## PROBLEM DETAILS
Reproduce each of the following records word for word, with nothing added or changed.
===============
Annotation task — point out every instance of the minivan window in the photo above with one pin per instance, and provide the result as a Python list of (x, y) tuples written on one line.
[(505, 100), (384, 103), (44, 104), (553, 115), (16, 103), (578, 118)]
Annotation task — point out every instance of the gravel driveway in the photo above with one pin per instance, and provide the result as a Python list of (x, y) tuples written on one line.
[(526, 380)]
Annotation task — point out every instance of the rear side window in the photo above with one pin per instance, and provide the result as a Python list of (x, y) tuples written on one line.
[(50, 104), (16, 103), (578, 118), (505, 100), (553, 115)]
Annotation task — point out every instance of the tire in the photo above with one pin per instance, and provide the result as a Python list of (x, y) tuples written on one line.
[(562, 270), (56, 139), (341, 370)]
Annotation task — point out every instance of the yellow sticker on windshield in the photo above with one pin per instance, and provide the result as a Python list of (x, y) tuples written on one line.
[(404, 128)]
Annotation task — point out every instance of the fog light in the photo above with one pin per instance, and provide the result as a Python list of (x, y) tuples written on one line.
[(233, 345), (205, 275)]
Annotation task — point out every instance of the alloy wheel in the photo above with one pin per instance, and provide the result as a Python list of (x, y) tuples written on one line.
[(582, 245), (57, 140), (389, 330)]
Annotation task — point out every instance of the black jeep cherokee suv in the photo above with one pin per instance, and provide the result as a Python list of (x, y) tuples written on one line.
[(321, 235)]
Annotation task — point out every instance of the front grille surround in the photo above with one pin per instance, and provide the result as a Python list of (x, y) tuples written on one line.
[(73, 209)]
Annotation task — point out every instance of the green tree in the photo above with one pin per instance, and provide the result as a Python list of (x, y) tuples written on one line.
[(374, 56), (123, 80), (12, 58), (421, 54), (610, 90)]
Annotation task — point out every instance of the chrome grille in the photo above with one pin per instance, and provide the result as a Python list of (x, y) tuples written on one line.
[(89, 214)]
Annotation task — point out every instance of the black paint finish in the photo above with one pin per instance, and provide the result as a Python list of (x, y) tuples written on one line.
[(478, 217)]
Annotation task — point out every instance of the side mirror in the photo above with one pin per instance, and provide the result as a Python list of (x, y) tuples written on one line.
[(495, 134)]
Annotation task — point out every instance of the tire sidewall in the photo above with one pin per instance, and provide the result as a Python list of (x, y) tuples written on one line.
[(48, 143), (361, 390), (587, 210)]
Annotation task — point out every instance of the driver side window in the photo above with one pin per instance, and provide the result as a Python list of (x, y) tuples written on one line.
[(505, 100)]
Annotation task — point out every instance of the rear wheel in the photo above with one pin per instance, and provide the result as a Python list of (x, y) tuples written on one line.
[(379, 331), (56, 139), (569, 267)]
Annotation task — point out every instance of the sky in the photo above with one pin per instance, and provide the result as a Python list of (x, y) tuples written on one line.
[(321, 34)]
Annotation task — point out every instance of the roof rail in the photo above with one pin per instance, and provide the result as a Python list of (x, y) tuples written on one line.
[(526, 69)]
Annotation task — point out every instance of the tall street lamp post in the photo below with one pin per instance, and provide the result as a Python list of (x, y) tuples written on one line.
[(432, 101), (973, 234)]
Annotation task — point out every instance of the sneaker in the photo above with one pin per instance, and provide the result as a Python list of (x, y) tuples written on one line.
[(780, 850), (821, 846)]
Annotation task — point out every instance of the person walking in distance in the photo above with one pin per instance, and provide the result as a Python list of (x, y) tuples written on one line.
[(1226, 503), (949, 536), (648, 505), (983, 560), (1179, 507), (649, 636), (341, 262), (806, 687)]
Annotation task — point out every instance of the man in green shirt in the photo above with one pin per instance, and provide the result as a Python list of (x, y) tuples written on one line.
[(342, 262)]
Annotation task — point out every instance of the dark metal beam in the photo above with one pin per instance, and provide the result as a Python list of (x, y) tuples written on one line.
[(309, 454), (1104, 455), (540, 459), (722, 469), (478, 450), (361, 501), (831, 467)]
===============
## TASK ANSWER
Annotation task — point out every instance of the minivan window in the photo above with one pin per instance, and provide the result as a Python list of (x, y) tuples written on one line.
[(505, 100), (384, 103), (44, 104), (553, 115), (16, 103), (578, 118)]
Annotation task — point out every instance of the gravel driveway in the photo above with one pin per instance, and provide the result as a Python list of (x, y) tuples written on one line.
[(526, 380)]
Annotation task — point out every instance of the rear side window in the photo above with one pin per instance, and provide the result as a Python list of (x, y) tuples written on one line.
[(50, 104), (16, 103), (578, 118), (505, 100), (553, 115)]
Annotation task — point out every instance of the tire in the photo above with one pin per instance, and provide the result as a Python list of (x, y) tuples written on one line.
[(562, 270), (56, 139), (341, 370)]
Annotation task — point out every instance of the yellow sticker on windshield in the photo above with one pin per instance, and provide the result as a Python list of (x, y) tuples written on one line.
[(404, 128)]
Annotation task — point out every instance of the fog light in the photo above with one pin per instance, and provide the result as a Python list of (x, y) tuples written on one line.
[(233, 345), (205, 275)]
Annotation task — point out every instance of the alloy wheel in the photo above with one pin per instance, and provide the result as a Python list of (x, y) tuples written on one line.
[(582, 245), (57, 140), (389, 330)]
Annotation task — point out every instance of the black jeep cherokee suv in the photo above with one pin per instance, and provide the result as a Python list of (x, y) tuples written on one line.
[(321, 235)]
Annotation task — point out every instance of the front grille surround in the photo above with one pin per instance, and provide the result as a Python list of (x, y) tuples written on one line.
[(73, 209)]
Annotation task — point out every instance of the green tree in the photo above with one pin per instance, and provide the result as a Python list of (x, y) tuples written on one line.
[(374, 56), (123, 80), (12, 58), (421, 54), (610, 90)]
Annotation task — point out every instance of the chrome grille in the photo above with one pin per instance, and provide the result as a Python list of (x, y) tuples written on one line.
[(89, 214)]
Annotation task — point out every instance of the black paint finish in the photo above with one pin per instance, and provide the result as a Python list of (x, y) tuples written on one line.
[(478, 217)]
Annotation task — point out every instance of the side mirror in the photo above with one pin per instance, and provide the result as a Python list of (x, y) tuples written on one line.
[(495, 134)]
Annotation task — point out every instance of the tire sidewall in the photo above with one pin per instance, and provide the result as a Python list of (x, y) tuples written on one line.
[(48, 143), (361, 390), (587, 210)]
Annotation task — point out every instance of the driver side window in the photo above with one pin per instance, and provide the result as a Python list of (x, y) tuples written on one line.
[(505, 100)]
Annotation task — point out every instance of the rear wheel in the photo above with one pin per instance, and provide the result as a Python list of (x, y) tuples written on one line.
[(379, 331), (56, 139), (569, 267)]
Annotation task — point out every instance of the sky in the photo above with one pin per instance, and provide the result as a Python list of (x, y) tuples written on one line.
[(321, 34)]
Annotation task — point out every instance of the roof rail in the photo above with one pin per instance, and provide the result as a Python list of (x, y) tuples written on one line.
[(526, 69)]
Annotation task — point out every instance of the tall street lamp post in the photo below with one pin per instance, and provide the result as a Python list of (x, y) tuples written on one line.
[(432, 101), (973, 234)]
Annotation task — point out every instance of the sneaker in the photo above with one pin per instance, and provide the result as a Python list of (x, y) tuples written on one line.
[(780, 850), (821, 846)]
Annotation task — point out every instance of the person walking in distance in the photo above with one pin per instance, and provide the result as a Python list of (x, y) tuples written on one line.
[(1226, 503), (949, 536), (648, 505), (983, 560), (1179, 507), (649, 636), (341, 262), (806, 687)]
Annotation task — point out every instance of the man in green shirt in the photo above with one pin per instance, and provide the result as a Python list of (x, y) tuples written on one line.
[(342, 262)]
Annotation task — point out every instance of the dark metal beam in the photo above with one pin per instance, and provide the result as a Python list of (x, y) tuples written on one line.
[(309, 454), (1104, 455), (540, 459), (722, 469), (478, 450), (361, 501), (831, 467)]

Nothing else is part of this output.